BEGIN Text extract

History for Fantasy Writers: How to Cross a River

That scene in The Fellowship of the Ring, the one where Frodo and Sam cross the Brandywine, has always bothered me. How did hobbits, famously averse to water travel, know how to steer the raft? Wouldn’t they have been carried by the current a mile or two downstream?

In the book, Tolkien has Merry push off with a pole, but otherwise tells us nothing about how the flat ferry gets across. In illustrations, the other landing is usually directly across. How the heck did they manage to fight the current? The movie glosses over it even more obliquely.

This business with pushing a raft or barge with a pole assumes too much. First, it assumes the river has a more or less constant depth from one bank to the other. If it gets too deep, the pole won’t touch the bottom. If it’s too shallow, the raft runs aground. How many rivers do you know with these characteristics? Second, it assumes there never develops either a sandbar or a sinkhole, both of which are fairly common river events. Third, it assumes the river’s depth doesn’t change significantly with the seasons.

We’ll come back to this question of crossing via some sort of transport. First, let’s take the easy way.

Whatever You Can Af-ford

The oldest means of crossing a river is a ford. This sounds simple on the face of it: cross where the water ain’t. Finding a shallow spot in a river is an uncertain business, though. Your hero isn’t going to know where such spots are, and trial and error is both slow and dangerous. Moreover, just because a spot was fordable last year doesn’t mean it’s fordable this year;  rivers have the dangerous trait of changing depth depending on time of year, and they change course over time.

Maps are all but useless because of this. True, there are some fords that have remained in place for years, decades, even generations, but most rivers shift their course over time, which means fordable crossings change as well. The medieval traveler would never trust a map without also checking with the locals.

END Text extract
BEGIN Given records

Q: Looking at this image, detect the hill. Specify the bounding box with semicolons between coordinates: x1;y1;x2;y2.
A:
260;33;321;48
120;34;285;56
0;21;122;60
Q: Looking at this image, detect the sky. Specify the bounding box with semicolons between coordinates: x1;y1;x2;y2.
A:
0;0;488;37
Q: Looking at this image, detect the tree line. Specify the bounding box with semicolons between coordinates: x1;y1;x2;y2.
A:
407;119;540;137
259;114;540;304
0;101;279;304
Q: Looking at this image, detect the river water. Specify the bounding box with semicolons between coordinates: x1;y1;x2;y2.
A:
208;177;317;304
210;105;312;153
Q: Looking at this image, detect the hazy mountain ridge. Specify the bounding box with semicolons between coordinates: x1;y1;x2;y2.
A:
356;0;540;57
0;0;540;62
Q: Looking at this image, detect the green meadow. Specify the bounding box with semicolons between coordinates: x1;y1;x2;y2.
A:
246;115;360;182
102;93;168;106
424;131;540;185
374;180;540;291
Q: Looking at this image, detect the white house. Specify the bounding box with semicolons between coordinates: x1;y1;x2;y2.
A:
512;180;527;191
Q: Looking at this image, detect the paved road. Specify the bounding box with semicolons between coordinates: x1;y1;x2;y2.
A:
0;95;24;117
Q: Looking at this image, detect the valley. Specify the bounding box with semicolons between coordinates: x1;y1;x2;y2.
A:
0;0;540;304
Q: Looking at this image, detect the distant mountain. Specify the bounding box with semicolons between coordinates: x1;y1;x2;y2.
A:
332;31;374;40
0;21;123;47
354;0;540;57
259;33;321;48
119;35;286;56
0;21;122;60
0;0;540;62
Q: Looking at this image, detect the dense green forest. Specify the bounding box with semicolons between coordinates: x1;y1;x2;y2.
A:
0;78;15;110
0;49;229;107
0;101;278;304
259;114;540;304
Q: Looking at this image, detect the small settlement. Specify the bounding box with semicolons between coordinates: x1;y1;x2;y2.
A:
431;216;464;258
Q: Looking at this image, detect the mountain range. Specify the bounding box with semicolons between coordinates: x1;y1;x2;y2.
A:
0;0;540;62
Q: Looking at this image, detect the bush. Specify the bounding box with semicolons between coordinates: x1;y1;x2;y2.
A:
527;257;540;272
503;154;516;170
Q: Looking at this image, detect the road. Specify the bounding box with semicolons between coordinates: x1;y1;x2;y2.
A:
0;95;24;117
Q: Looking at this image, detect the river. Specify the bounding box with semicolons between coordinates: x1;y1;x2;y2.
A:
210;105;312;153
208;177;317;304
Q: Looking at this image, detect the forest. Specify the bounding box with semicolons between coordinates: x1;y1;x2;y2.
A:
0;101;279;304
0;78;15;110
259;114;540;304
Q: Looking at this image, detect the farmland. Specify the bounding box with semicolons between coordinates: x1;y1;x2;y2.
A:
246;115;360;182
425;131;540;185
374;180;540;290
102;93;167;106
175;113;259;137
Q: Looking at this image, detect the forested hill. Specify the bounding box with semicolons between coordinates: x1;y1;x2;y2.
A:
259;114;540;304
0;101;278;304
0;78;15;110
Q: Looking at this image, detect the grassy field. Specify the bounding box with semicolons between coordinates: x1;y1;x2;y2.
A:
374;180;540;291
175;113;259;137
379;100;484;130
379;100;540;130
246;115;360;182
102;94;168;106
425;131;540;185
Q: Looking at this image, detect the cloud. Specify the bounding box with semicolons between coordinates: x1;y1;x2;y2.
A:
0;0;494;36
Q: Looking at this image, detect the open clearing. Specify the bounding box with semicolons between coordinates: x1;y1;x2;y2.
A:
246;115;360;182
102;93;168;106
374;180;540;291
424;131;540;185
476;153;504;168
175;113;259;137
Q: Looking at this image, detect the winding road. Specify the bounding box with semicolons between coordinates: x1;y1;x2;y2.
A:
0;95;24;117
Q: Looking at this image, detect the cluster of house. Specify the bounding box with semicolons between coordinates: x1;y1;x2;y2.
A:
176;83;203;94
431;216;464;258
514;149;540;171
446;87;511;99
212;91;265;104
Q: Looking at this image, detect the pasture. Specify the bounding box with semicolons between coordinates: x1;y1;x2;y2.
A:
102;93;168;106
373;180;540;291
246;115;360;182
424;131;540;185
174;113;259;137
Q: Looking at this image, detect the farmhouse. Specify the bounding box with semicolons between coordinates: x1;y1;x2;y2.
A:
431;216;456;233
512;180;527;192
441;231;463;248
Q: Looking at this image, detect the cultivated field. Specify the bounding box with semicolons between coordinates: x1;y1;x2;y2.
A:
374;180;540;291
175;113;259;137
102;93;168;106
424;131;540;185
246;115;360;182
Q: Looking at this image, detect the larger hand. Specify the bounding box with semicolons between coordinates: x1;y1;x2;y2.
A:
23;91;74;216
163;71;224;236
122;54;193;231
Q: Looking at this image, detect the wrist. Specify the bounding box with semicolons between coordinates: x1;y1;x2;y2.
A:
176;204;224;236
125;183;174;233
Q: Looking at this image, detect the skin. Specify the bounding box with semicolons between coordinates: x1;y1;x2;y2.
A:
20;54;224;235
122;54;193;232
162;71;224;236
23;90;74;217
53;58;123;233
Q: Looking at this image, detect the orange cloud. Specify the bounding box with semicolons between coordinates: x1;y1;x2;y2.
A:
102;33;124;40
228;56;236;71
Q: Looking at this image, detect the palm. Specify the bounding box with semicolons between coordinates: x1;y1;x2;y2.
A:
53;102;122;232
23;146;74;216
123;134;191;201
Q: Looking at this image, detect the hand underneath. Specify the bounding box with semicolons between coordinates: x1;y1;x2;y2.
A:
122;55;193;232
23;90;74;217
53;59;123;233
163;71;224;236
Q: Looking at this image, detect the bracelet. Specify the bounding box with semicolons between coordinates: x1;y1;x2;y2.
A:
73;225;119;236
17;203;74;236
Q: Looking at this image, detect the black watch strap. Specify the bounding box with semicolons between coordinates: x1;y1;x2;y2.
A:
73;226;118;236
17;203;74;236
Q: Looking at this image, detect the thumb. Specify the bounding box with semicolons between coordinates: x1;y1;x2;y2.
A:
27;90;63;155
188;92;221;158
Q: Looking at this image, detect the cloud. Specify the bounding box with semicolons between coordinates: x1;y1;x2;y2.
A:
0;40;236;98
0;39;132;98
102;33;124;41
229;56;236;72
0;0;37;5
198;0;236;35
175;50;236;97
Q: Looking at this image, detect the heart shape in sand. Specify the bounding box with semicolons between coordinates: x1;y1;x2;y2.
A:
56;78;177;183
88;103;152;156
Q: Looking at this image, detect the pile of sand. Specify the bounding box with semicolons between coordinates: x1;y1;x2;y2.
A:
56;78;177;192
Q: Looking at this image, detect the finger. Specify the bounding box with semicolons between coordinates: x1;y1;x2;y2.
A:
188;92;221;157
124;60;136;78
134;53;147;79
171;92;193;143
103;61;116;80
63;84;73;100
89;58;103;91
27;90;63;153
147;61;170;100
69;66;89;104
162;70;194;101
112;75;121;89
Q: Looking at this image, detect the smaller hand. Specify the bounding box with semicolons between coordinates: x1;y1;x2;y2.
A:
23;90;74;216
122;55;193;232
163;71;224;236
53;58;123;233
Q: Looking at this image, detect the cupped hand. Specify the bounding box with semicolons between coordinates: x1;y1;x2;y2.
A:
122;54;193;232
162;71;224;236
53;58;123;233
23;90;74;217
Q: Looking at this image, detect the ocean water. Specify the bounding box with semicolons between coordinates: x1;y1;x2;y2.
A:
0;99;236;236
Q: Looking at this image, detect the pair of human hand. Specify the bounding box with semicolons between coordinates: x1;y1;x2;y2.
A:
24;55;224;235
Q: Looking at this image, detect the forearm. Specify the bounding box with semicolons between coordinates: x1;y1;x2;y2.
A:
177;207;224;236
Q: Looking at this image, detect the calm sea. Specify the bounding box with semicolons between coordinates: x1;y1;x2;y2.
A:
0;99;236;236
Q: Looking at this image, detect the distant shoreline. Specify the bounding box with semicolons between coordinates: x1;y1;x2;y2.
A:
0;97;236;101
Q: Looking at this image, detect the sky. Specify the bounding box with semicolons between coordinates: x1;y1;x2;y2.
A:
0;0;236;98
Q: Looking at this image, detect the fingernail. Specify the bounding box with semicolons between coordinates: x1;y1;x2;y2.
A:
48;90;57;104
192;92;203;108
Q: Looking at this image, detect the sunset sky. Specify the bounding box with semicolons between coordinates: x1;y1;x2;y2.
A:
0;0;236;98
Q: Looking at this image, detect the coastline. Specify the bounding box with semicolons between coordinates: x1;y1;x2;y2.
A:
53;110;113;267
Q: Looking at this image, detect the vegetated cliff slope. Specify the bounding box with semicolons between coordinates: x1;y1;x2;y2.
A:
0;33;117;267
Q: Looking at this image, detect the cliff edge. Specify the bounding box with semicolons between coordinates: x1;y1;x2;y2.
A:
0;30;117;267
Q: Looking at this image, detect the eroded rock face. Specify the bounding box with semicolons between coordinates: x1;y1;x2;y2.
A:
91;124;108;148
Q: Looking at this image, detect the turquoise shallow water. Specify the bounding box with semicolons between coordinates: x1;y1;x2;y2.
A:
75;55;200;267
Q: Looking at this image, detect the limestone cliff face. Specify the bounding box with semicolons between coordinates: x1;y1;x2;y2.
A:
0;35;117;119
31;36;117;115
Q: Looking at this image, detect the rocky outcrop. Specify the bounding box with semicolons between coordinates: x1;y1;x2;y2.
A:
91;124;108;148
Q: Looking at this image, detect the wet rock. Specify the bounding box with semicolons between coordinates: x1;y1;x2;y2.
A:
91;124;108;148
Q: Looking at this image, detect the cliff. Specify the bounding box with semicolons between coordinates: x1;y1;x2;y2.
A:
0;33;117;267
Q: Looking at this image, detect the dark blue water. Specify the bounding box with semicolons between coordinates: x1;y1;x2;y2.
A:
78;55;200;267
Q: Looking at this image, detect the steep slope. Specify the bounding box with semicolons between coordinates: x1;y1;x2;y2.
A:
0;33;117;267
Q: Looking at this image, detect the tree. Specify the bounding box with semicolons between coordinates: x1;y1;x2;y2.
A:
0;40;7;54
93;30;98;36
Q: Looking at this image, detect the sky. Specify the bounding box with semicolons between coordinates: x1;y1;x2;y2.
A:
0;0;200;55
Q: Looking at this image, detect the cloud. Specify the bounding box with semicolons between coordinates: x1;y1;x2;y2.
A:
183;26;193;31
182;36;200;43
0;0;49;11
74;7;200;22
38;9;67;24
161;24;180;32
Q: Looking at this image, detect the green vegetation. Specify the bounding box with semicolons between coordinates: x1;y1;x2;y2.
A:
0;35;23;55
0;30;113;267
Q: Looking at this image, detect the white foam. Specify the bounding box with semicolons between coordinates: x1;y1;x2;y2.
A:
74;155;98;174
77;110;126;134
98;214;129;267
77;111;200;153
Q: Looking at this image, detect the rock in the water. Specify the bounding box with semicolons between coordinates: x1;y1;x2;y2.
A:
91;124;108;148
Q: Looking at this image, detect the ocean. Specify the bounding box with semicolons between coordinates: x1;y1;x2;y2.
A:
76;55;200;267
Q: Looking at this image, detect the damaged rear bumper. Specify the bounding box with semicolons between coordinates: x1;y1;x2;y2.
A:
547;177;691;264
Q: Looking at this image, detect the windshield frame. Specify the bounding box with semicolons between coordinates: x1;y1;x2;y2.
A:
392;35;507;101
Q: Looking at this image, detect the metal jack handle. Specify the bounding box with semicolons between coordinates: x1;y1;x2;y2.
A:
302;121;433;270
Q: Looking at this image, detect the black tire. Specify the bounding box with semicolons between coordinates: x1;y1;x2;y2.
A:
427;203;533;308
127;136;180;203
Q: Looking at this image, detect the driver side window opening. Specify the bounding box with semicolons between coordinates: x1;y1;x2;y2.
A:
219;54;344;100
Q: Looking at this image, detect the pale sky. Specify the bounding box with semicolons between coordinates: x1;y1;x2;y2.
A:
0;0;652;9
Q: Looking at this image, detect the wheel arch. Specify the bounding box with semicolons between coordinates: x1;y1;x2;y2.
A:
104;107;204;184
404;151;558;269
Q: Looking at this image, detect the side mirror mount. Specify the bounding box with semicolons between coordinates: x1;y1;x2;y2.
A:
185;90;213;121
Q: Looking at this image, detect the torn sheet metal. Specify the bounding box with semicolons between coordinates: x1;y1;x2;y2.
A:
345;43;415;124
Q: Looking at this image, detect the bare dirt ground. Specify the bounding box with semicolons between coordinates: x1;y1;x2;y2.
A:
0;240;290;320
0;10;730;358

END Given records

▶ _Task requirements_
According to the river-crossing article, what is the oldest means of crossing a river?

▶ _Reply to the exercise_
A ford.